▸ SHORT EXERCISE A:
According to the electronic device passage, what data does the cloud computer 810 process?
▸ SHORT EXERCISE B:
List every word that the electronic device passage gives as an example of conditional language.
▸ SHORT EXERCISE C:
Copy the electronic device passage word for word, starting with "Any process descriptions, elements" and going on through "in the art.".

▸ SUPPLIED TEXT:
********
The electronic device can be configured to communicate with a cloud computer 810 where the cloud computer processes data received from the network interface 808. Where the cloud computer 810 is utilized to offload the previously described processing requirements of the electronic device to the cloud processor. An example of the electronic device processor offloading to a cloud process, the processor transmits sensor data to the cloud processor, where the cloud processor makes a determination to remove the content of a digital screen as shown on the representation of the live FOV on the digital screen 602 of FIG. 6 of an electronic device as displayed on the digital screen 600 of FIG. 6 and frames the organic beings as shown in FIG. 6 by the framing of Person 1 618, framing of Person 2 619, framing of Person 3 620, and framing of Person 4 621.


Conditional language such as, among others, “can,” “could.” “might.” or “may,” unless specifically stated otherwise, are otherwise understood within the context as used in general to convey that certain examples include, while other examples do not include, certain features, elements, and/or blocks. Thus, such conditional language is not generally intended to imply that features, elements, and/or blocks are in any way required for any examples or that any example necessarily includes logic for deciding, with or without user input or prompting, whether these features, elements, and/or blocks are included or are to be performed in any particular example.


Disjunctive languages such as the phrase “at least one of X, Y, or Z.” unless specifically stated otherwise, is otherwise understood with the context as used in general to present that an item, term, etc., may be either X, Y, or Z, or any combination thereof (e.g., X, Y, and/or Z). Thus, such disjunctive language is not generally intended to, and should not, imply that certain examples require at least one of X, at least one of Y, or at least one of Z to each be present.


Any process descriptions, elements or blocks in the flow diagrams described herein and/or depicted in the attached figures should be understood as potentially representing modules, segments, or portions of code which include computer-executable instructions for implementing specific logical functions or elements in the process. Alternate implementations are included within the scope of the examples described herein in which elements or functions may be deleted, executed out of order from that shown, or discussed, including substantially concurrently or in reverse order, depending on the functionality involved as would be understood by those skilled in the art.
********
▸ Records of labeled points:

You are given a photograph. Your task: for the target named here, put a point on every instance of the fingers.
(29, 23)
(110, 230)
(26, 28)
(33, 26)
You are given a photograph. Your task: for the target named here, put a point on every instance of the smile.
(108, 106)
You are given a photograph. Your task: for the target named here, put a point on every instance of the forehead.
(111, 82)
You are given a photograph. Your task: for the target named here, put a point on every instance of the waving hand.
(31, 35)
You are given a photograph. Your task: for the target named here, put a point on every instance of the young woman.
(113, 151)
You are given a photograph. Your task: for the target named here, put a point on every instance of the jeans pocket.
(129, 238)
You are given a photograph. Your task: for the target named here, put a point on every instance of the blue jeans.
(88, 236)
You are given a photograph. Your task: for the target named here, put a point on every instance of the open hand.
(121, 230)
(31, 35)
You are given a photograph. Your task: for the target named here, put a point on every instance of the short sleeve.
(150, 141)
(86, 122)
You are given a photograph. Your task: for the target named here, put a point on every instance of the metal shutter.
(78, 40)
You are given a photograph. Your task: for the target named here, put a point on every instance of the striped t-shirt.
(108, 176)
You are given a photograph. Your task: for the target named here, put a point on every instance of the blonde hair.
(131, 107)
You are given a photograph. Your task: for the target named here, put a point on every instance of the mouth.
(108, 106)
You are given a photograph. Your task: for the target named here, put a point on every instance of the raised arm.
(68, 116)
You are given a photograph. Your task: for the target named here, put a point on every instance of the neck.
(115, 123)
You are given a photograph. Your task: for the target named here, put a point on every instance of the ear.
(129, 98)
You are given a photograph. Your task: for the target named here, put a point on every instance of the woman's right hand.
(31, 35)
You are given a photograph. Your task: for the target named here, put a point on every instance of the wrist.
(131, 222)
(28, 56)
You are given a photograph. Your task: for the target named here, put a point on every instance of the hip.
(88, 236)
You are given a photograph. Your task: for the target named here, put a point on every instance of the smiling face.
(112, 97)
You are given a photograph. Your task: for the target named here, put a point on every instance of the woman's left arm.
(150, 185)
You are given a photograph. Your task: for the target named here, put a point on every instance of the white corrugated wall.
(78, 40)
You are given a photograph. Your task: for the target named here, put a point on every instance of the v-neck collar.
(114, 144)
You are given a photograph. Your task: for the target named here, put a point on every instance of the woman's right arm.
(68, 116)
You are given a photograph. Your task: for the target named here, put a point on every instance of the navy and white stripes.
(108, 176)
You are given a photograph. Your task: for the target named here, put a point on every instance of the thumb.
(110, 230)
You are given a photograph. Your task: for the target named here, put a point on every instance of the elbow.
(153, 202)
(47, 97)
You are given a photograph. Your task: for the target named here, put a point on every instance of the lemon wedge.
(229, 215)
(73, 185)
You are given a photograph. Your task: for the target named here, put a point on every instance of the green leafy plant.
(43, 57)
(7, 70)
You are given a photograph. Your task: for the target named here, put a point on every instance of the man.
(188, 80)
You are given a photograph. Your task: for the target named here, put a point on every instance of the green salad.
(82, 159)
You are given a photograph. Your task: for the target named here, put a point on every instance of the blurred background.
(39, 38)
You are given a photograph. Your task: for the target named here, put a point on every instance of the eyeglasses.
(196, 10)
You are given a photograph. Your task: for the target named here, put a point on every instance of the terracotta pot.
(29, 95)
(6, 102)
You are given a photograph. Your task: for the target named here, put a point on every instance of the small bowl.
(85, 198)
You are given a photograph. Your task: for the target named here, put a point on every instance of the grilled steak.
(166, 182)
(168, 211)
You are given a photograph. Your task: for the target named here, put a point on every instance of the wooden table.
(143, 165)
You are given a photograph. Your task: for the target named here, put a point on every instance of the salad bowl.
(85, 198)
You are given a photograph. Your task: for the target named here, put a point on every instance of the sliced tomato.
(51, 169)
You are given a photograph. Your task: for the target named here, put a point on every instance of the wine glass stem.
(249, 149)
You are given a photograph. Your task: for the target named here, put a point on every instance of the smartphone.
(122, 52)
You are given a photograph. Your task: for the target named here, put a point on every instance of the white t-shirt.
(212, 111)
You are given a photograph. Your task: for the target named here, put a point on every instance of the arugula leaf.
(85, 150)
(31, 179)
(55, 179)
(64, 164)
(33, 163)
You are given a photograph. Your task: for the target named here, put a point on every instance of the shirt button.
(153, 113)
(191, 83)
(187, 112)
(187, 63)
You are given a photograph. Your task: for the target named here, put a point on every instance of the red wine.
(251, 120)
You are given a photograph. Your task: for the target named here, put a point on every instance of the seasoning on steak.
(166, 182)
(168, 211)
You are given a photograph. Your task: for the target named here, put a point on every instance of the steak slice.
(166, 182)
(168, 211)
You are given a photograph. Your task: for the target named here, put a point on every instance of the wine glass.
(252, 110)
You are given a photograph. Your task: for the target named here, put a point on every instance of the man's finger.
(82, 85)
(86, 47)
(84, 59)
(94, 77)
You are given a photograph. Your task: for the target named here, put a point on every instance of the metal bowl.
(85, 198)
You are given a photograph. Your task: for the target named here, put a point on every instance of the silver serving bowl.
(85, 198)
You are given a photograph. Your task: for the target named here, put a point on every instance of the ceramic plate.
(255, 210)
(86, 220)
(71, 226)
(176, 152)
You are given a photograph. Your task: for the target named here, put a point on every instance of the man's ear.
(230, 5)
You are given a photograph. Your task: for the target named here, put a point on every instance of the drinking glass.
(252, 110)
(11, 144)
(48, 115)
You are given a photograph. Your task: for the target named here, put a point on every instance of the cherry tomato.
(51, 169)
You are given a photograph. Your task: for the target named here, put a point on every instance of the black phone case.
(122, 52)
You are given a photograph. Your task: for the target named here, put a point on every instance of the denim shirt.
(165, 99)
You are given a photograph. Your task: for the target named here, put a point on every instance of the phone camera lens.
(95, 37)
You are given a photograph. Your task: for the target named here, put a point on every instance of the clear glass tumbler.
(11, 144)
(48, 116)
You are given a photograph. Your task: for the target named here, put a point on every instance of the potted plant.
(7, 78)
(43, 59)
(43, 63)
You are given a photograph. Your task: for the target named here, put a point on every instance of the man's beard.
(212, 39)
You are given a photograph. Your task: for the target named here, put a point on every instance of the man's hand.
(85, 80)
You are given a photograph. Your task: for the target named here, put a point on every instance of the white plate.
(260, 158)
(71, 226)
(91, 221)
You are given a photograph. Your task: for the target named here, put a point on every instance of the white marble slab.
********
▸ ANSWER A:
It processes data received from the network interface 808.

▸ ANSWER B:
can, could, might, may

▸ ANSWER C:
Any process descriptions, elements or blocks in the flow diagrams described herein and/or depicted in the attached figures should be understood as potentially representing modules, segments, or portions of code which include computer-executable instructions for implementing specific logical functions or elements in the process. Alternate implementations are included within the scope of the examples described herein in which elements or functions may be deleted, executed out of order from that shown, or discussed, including substantially concurrently or in reverse order, depending on the functionality involved as would be understood by those skilled in the art.